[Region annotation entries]
* * *
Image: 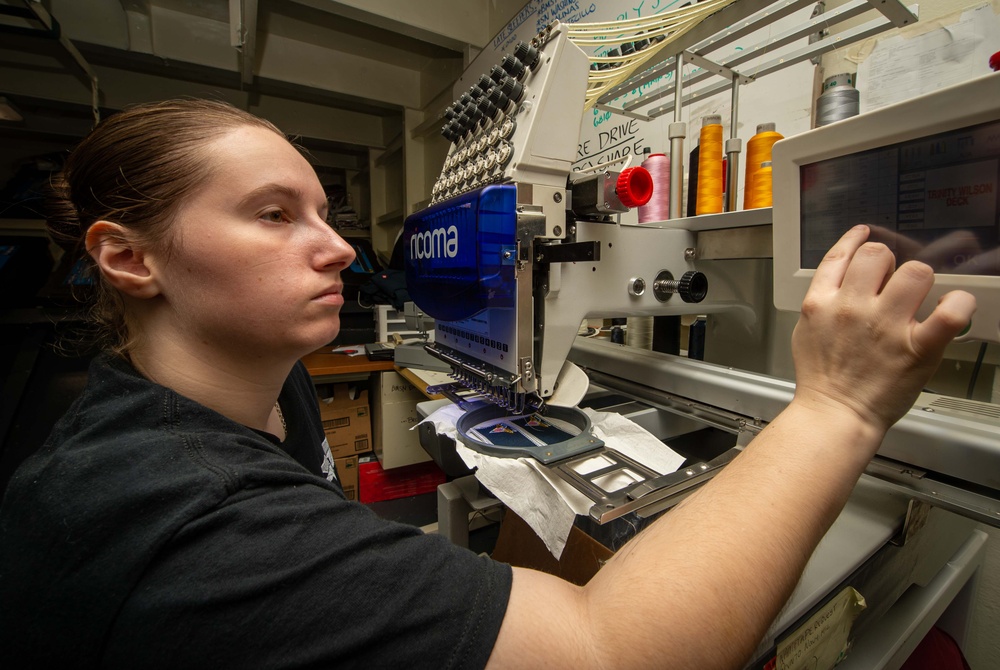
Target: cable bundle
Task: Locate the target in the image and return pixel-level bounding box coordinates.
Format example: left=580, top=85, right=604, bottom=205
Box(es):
left=568, top=0, right=736, bottom=110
* * *
▶ _Your instructions_
Repeat all the lines with 63 added to every bounding box coordinate in the answers, and leave out the pictures.

▶ _Complete response_
Image: 
Target: cable bundle
Task: Locate the target in the image and return pixel-level bounding box coordinates.
Format example: left=580, top=85, right=604, bottom=205
Box(es):
left=631, top=63, right=799, bottom=173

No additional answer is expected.